YOUR OBJECTIVE → The entries below need to be written out exactly, with no pictures included.

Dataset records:
══════════════════════════════

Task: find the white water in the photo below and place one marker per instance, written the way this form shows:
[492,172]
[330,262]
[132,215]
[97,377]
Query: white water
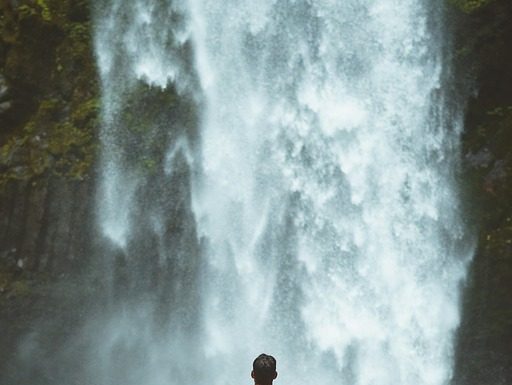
[323,186]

══════════════════════════════

FULL ANSWER →
Task: find the white water in the photo below and place one marker per instance, written the way this form shows:
[492,172]
[330,262]
[132,215]
[97,377]
Query: white water
[323,186]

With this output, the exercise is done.